## [Task description]
Every record shown below should be duplicated exactly.

## [Records shown]
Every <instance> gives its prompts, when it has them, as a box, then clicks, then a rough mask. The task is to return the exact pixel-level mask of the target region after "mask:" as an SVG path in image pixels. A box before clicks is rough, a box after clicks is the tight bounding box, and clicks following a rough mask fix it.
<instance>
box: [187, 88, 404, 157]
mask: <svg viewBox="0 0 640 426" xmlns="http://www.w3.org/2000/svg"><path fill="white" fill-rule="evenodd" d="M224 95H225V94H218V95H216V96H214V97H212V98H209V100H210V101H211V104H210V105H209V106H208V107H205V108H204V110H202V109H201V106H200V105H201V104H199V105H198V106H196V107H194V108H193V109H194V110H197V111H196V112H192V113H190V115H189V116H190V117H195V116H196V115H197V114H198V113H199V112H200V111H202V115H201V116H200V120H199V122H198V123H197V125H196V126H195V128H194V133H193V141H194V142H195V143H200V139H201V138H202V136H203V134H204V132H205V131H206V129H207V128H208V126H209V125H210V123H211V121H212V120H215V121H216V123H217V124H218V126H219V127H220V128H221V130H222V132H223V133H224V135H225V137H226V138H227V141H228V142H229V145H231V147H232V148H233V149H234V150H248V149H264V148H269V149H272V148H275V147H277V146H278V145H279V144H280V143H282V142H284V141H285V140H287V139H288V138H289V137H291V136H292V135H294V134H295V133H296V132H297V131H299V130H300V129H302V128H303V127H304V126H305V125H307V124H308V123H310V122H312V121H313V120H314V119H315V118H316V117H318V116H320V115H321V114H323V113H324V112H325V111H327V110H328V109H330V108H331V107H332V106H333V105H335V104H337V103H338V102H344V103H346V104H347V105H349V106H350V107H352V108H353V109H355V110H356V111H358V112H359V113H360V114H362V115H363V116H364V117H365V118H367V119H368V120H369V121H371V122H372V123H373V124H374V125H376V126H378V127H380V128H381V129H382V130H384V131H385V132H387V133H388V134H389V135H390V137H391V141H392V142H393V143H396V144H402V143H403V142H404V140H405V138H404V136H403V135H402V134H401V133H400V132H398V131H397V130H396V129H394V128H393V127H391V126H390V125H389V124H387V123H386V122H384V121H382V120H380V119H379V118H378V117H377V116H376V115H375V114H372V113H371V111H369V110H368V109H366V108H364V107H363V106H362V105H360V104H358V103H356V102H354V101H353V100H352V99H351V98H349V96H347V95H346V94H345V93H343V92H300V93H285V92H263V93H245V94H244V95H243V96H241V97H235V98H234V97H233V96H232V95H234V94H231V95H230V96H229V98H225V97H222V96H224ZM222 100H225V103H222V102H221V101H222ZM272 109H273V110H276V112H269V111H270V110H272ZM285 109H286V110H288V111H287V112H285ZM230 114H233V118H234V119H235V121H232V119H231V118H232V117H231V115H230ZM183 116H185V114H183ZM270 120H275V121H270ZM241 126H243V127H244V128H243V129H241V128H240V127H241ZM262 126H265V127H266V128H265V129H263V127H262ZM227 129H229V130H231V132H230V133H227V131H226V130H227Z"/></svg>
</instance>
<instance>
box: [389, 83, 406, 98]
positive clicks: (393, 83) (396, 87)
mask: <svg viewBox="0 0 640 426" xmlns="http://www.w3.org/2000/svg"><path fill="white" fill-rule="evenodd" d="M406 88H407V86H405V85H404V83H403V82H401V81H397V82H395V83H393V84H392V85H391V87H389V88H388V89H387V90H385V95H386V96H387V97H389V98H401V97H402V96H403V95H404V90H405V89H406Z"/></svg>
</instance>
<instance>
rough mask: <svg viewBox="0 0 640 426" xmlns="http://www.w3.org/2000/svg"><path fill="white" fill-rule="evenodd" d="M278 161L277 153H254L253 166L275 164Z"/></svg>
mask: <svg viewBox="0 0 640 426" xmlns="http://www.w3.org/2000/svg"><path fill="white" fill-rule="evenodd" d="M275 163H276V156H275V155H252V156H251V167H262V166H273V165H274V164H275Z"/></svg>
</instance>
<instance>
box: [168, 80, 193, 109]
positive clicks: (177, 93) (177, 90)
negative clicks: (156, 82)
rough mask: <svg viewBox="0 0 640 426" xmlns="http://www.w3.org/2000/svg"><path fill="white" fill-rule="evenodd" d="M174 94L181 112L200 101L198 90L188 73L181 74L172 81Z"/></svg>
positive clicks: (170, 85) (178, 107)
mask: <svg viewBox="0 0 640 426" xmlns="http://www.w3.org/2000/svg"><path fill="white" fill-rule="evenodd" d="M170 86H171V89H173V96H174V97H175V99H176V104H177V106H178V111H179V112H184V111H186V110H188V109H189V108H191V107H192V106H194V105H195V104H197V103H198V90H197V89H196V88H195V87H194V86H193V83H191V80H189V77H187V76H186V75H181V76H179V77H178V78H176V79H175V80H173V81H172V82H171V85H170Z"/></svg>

## [Exercise result]
Every <instance> gives its prompts, when it has them, as a box, then clicks, then a rough mask. The task is to return the exact pixel-level mask of the target region after "mask:" as an SVG path in image pixels. A box before clicks is rough, a box after clicks is the tight bounding box, and clicks following a rough mask fix it.
<instance>
box: [187, 88, 404, 157]
mask: <svg viewBox="0 0 640 426" xmlns="http://www.w3.org/2000/svg"><path fill="white" fill-rule="evenodd" d="M224 95H225V94H218V95H216V96H214V97H212V98H209V100H210V101H211V104H210V105H209V106H208V107H205V108H204V110H202V109H201V106H200V105H201V104H199V105H198V106H196V107H194V108H193V109H194V110H197V111H196V112H192V113H190V115H189V116H190V117H195V116H196V115H197V114H198V113H199V112H200V111H202V115H201V116H200V120H199V122H198V123H197V125H196V126H195V128H194V133H193V141H194V142H195V143H200V139H201V138H202V136H203V134H204V132H205V131H206V129H207V128H208V126H209V125H210V123H211V121H212V120H215V121H216V123H217V124H218V126H219V127H220V128H221V130H222V132H223V133H224V135H225V137H226V138H227V141H228V142H229V145H231V147H232V148H233V149H234V150H248V149H264V148H269V149H272V148H275V147H277V146H278V145H279V144H280V143H282V142H284V141H285V140H287V139H288V138H289V137H291V136H292V135H294V134H295V133H296V132H297V131H299V130H300V129H302V128H303V127H304V126H305V125H307V124H308V123H310V122H312V121H313V120H314V119H315V118H316V117H318V116H320V115H321V114H323V113H324V112H325V111H327V110H328V109H330V108H331V107H332V106H333V105H335V104H337V103H338V102H344V103H346V104H347V105H349V106H350V107H352V108H353V109H355V110H356V111H358V112H359V113H360V114H362V115H363V116H364V117H365V118H367V119H368V120H369V121H371V122H372V123H373V124H374V125H376V126H378V127H380V128H381V129H382V130H384V131H385V132H387V133H388V134H389V135H390V137H391V141H392V142H393V143H396V144H402V143H403V142H404V140H405V138H404V136H403V135H402V134H401V133H400V132H398V131H397V130H396V129H394V128H393V127H391V126H390V125H389V124H387V123H386V122H384V121H382V120H380V119H379V118H378V117H377V116H376V115H375V114H372V113H371V111H369V110H368V109H366V108H364V107H363V106H362V105H360V104H358V103H356V102H354V101H353V100H352V99H351V98H349V96H347V95H346V94H345V93H343V92H300V93H285V92H263V93H245V94H244V95H243V96H241V97H235V98H234V97H233V96H232V95H234V94H231V95H230V96H229V98H225V97H222V96H224ZM222 100H225V103H222V102H221V101H222ZM272 109H273V110H276V112H269V111H270V110H272ZM285 109H286V110H288V111H287V112H285ZM230 114H233V118H234V119H235V121H232V119H231V118H232V117H231V115H230ZM183 116H185V114H183ZM270 120H275V121H270ZM241 126H243V127H244V128H243V129H241V128H240V127H241ZM262 126H265V127H266V128H265V129H263V127H262ZM227 129H229V130H231V132H230V133H227V131H226V130H227Z"/></svg>
</instance>
<instance>
box: [389, 83, 406, 98]
positive clicks: (393, 83) (396, 87)
mask: <svg viewBox="0 0 640 426" xmlns="http://www.w3.org/2000/svg"><path fill="white" fill-rule="evenodd" d="M406 88H407V86H405V85H404V83H403V82H401V81H397V82H395V83H393V84H392V85H391V87H389V88H388V89H387V90H385V95H386V96H387V97H389V98H401V97H402V96H403V95H404V90H405V89H406Z"/></svg>
</instance>
<instance>
rough mask: <svg viewBox="0 0 640 426" xmlns="http://www.w3.org/2000/svg"><path fill="white" fill-rule="evenodd" d="M278 161L277 153H254L253 166L275 164Z"/></svg>
mask: <svg viewBox="0 0 640 426" xmlns="http://www.w3.org/2000/svg"><path fill="white" fill-rule="evenodd" d="M275 163H276V156H275V155H252V156H251V167H262V166H273V165H274V164H275Z"/></svg>
</instance>
<instance>
box: [168, 80, 193, 109]
positive clicks: (177, 93) (177, 90)
negative clicks: (156, 82)
rough mask: <svg viewBox="0 0 640 426" xmlns="http://www.w3.org/2000/svg"><path fill="white" fill-rule="evenodd" d="M174 94L181 112L200 101L198 90L188 73L181 74L172 81Z"/></svg>
positive clicks: (170, 85) (178, 107)
mask: <svg viewBox="0 0 640 426" xmlns="http://www.w3.org/2000/svg"><path fill="white" fill-rule="evenodd" d="M170 86H171V89H173V96H174V97H175V99H176V104H177V106H178V111H179V112H184V111H186V110H188V109H189V108H191V107H192V106H194V105H195V104H197V103H198V90H197V89H196V88H195V87H194V86H193V83H191V80H189V77H187V76H186V75H181V76H179V77H178V78H176V79H175V80H173V81H172V82H171V85H170Z"/></svg>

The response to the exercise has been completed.